WHAT IS EXPECTED >> Rewrite the entries from their beginning up to and including the line that contains "534], [692, 534]]", replacing "bush" with "shrub" and changing nothing else. Omit the pictures from your answer.

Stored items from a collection
# # #

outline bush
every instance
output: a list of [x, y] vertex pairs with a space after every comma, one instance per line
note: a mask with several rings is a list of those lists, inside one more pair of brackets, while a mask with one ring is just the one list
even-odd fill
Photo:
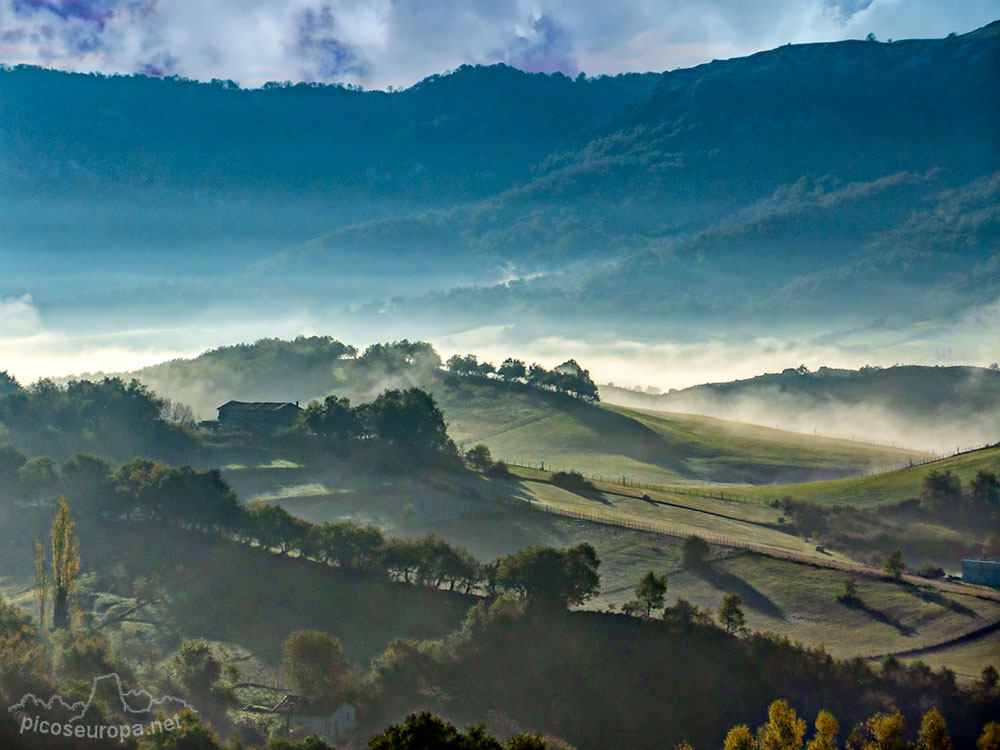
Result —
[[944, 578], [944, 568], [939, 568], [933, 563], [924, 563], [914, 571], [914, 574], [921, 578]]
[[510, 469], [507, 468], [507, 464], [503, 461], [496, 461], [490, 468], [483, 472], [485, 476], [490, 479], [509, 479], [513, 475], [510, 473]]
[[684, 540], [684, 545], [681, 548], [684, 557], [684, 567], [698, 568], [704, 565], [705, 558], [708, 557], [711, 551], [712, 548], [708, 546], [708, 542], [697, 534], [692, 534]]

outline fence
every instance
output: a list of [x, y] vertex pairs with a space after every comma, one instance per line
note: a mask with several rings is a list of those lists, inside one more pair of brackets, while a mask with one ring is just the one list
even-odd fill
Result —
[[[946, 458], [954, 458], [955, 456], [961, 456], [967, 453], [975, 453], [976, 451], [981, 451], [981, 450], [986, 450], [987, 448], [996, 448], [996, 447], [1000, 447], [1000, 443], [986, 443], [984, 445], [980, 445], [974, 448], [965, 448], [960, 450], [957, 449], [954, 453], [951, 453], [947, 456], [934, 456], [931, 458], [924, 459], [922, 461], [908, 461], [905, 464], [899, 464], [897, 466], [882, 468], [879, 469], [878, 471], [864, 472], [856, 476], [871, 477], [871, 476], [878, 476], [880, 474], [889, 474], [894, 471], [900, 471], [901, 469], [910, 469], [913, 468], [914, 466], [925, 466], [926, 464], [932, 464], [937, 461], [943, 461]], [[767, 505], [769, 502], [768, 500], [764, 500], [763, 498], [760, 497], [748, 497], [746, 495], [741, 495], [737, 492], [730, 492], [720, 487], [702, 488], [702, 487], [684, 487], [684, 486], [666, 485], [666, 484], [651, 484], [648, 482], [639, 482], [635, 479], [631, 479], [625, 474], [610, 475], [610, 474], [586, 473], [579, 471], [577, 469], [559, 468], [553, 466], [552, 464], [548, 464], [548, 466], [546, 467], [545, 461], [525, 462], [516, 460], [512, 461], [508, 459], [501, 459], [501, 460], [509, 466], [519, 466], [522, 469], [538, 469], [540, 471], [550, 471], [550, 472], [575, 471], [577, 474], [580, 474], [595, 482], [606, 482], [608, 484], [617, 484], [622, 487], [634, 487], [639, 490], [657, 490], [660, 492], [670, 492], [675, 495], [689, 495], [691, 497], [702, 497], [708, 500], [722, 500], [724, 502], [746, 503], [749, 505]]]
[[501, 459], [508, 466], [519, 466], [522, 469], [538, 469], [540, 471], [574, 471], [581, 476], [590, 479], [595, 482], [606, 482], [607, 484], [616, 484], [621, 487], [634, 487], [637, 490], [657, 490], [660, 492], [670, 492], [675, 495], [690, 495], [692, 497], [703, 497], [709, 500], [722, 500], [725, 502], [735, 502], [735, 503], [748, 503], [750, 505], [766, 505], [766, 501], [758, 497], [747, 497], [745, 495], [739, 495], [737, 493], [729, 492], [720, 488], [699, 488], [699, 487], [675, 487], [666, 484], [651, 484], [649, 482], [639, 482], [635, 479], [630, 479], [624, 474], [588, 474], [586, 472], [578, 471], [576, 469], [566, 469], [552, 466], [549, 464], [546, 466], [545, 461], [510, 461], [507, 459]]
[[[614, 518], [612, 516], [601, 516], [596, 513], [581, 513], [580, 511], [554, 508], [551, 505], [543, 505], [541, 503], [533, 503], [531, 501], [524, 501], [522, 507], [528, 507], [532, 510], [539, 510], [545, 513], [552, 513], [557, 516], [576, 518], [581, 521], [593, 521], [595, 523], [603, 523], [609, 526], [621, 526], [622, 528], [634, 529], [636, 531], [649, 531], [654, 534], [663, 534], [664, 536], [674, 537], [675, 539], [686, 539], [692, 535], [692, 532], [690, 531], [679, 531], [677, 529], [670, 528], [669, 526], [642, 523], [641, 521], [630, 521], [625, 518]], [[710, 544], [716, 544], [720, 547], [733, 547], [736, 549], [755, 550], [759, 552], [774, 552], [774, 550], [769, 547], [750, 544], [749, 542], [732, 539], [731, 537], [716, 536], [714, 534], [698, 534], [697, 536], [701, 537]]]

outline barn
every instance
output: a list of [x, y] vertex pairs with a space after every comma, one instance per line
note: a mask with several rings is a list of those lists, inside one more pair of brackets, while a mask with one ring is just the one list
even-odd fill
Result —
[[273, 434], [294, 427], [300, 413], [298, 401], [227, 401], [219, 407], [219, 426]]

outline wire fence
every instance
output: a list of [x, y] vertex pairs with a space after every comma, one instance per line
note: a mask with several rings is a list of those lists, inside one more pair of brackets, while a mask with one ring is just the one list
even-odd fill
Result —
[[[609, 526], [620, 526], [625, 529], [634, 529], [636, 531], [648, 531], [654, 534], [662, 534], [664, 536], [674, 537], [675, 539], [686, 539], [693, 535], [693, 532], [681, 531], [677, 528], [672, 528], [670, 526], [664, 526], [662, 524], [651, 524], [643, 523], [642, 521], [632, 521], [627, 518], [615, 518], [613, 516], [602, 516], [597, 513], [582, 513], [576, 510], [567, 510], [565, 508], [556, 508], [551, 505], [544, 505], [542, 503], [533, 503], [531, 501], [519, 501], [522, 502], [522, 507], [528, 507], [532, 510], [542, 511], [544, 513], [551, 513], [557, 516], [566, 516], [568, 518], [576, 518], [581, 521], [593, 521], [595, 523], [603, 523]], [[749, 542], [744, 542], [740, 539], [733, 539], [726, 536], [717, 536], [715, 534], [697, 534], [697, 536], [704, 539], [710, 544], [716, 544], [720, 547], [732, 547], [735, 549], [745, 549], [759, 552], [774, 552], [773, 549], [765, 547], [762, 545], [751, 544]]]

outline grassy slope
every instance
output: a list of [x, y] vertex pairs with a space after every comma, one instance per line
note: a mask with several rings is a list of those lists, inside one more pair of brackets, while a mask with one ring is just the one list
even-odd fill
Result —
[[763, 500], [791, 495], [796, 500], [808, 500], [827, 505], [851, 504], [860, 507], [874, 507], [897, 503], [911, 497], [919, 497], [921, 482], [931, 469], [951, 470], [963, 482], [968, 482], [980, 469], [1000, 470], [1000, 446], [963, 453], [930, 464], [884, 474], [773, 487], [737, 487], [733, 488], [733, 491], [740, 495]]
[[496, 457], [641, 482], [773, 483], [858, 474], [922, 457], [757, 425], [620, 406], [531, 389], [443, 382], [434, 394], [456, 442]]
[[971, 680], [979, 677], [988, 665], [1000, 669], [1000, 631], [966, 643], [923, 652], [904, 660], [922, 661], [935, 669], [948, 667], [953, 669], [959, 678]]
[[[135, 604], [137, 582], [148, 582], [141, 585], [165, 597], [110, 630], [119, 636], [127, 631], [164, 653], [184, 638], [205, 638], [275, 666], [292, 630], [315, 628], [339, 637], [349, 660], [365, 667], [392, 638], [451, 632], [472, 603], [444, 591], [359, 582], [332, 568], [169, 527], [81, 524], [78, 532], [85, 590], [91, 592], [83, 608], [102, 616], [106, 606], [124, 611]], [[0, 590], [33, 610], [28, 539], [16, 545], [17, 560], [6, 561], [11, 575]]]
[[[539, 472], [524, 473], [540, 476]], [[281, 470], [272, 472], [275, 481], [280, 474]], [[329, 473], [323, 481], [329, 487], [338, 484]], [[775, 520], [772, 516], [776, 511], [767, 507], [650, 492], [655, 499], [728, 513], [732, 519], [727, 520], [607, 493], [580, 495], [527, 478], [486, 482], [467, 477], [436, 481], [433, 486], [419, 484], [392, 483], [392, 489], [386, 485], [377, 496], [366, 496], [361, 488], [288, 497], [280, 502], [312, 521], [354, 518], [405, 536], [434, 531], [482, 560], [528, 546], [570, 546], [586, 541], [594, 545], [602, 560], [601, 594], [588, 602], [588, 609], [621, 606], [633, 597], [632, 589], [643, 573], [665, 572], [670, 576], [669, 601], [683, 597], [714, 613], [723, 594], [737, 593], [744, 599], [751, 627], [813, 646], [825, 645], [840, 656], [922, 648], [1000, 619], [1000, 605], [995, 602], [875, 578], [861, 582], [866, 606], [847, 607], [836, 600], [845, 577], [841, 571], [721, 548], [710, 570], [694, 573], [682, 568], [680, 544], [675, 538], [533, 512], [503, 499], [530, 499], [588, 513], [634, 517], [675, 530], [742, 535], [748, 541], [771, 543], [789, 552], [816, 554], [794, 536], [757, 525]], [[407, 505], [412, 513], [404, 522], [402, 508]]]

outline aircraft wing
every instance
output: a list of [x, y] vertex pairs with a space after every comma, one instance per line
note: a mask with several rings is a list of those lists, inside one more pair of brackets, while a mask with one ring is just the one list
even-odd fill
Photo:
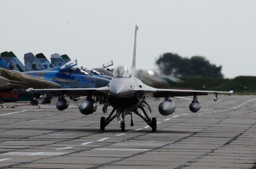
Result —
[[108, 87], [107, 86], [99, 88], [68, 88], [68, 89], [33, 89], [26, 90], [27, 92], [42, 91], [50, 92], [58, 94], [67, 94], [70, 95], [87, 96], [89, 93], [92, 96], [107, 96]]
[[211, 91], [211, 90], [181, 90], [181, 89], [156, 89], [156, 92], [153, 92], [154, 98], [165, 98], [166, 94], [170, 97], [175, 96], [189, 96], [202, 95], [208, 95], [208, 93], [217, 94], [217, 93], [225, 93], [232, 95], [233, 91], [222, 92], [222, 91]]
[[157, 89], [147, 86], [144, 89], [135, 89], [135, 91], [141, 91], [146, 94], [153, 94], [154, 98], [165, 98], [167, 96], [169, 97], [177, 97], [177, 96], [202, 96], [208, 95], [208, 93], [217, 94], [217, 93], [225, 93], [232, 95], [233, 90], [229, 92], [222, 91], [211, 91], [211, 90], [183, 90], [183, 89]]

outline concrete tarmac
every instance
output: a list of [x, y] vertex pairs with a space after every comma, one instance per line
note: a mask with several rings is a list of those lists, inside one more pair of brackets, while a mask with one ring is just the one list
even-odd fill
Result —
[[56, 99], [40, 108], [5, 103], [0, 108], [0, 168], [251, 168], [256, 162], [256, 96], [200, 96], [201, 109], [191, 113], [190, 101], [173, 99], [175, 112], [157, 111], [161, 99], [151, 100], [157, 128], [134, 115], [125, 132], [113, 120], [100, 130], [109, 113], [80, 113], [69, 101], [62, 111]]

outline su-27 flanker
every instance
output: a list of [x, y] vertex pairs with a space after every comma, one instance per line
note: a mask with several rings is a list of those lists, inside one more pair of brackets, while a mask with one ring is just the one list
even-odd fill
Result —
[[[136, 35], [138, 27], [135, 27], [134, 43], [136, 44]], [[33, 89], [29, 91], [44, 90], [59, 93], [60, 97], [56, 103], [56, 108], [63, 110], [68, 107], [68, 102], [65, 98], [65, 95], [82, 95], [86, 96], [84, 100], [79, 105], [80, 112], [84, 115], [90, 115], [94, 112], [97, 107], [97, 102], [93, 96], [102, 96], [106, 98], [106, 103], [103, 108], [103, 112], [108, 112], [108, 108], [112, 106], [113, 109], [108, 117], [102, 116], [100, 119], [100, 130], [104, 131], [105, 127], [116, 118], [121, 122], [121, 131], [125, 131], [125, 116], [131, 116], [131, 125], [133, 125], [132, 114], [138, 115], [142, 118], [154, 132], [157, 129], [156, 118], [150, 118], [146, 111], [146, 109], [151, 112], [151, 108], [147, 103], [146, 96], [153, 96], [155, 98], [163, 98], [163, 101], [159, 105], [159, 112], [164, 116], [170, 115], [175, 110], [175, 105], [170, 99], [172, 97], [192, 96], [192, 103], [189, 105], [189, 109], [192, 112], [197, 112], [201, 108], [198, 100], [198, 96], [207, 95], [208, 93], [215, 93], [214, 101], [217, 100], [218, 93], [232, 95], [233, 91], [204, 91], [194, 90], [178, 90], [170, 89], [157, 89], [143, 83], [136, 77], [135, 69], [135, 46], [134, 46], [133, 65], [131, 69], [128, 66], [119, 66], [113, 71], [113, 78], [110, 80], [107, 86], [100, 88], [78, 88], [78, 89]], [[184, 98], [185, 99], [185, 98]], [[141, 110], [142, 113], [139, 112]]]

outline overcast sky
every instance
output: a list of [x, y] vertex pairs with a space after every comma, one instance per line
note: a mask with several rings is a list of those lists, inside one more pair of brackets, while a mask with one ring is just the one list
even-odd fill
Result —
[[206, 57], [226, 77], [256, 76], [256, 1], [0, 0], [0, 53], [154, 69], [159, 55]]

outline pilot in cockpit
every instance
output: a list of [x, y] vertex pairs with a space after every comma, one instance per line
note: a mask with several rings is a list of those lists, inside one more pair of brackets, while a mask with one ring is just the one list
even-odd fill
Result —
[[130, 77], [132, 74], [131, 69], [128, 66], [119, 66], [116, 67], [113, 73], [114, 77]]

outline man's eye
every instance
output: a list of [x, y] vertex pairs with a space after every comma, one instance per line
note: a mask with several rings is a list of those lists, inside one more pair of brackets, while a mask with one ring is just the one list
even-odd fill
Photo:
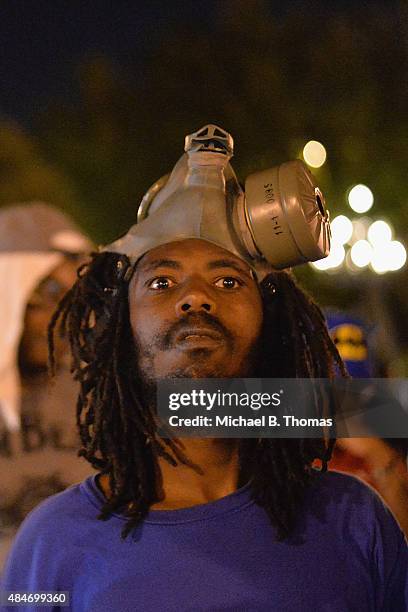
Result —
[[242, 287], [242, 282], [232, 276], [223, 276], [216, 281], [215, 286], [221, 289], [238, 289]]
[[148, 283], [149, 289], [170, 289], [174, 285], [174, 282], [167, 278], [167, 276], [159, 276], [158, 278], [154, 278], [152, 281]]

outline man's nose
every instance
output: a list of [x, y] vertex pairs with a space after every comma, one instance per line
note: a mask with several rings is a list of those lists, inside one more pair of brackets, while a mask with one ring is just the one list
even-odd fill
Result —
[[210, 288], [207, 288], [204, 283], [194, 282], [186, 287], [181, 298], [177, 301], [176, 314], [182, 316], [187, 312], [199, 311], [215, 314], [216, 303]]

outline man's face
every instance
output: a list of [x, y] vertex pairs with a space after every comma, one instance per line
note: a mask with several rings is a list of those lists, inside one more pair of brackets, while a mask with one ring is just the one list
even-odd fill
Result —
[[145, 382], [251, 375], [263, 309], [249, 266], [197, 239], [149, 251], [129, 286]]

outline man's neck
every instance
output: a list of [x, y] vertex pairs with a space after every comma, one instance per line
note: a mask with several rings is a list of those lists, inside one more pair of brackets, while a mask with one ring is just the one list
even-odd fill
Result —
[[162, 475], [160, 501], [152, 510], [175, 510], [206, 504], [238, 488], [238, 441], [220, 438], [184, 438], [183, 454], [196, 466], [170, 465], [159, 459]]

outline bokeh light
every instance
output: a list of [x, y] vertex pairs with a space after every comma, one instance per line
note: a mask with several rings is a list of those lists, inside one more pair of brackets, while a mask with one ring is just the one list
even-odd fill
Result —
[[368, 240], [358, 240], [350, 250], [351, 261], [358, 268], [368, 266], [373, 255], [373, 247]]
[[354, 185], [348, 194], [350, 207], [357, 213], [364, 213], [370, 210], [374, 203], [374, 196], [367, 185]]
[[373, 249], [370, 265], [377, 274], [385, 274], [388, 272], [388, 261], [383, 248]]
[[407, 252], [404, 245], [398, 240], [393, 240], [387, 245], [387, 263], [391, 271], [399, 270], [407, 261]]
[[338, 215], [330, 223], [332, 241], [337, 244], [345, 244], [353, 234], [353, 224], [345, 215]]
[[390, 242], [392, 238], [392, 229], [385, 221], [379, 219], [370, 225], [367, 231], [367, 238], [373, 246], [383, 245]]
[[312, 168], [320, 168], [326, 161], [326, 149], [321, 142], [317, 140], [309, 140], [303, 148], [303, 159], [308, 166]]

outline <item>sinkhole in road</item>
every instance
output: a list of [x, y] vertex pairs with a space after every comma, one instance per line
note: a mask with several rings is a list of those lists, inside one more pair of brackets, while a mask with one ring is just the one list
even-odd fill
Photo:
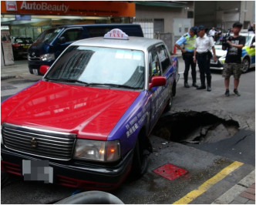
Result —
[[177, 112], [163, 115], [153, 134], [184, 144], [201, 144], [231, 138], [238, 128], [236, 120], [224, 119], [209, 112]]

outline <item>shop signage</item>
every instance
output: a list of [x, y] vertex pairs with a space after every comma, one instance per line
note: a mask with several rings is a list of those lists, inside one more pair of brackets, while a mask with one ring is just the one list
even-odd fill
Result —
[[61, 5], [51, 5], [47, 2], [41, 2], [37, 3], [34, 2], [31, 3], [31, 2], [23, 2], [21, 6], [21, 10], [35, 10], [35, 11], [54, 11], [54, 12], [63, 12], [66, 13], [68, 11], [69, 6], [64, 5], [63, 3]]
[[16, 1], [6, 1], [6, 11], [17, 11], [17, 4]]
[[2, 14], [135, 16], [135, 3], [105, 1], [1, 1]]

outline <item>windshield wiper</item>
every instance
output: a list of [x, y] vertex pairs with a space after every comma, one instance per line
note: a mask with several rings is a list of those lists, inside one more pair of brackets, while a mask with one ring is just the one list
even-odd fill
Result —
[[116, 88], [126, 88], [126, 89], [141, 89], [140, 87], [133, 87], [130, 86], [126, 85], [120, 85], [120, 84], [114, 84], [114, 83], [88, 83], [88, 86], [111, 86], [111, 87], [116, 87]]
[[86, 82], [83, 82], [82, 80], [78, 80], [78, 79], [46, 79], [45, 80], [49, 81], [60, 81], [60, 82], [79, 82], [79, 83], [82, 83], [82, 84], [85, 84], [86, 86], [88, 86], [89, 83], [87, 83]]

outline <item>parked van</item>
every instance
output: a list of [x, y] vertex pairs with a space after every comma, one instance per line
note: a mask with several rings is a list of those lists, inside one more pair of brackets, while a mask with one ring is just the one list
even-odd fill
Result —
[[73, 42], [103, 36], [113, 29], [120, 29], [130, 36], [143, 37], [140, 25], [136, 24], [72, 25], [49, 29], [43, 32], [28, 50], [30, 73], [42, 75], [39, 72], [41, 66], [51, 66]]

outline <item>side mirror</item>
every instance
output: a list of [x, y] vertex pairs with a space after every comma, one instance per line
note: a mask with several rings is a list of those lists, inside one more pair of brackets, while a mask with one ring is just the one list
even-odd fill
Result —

# # #

ANSWER TO THIS EXERCISE >>
outline shrub
every instance
output: a list of [x, y] vertex pairs with a space after every comma, one instance per line
note: a mask with several rings is a list of those lists, inside one more pair of brackets, while a mask with one ring is just the one list
even-odd fill
Photo:
Result —
[[944, 578], [944, 568], [939, 568], [933, 563], [924, 563], [914, 571], [914, 574], [921, 578]]
[[510, 469], [507, 468], [507, 464], [503, 461], [496, 461], [490, 468], [483, 472], [485, 476], [490, 479], [509, 479], [513, 475], [510, 473]]
[[684, 540], [684, 545], [681, 548], [684, 557], [684, 567], [698, 568], [704, 565], [705, 558], [708, 557], [711, 551], [712, 548], [708, 546], [708, 542], [697, 534], [692, 534]]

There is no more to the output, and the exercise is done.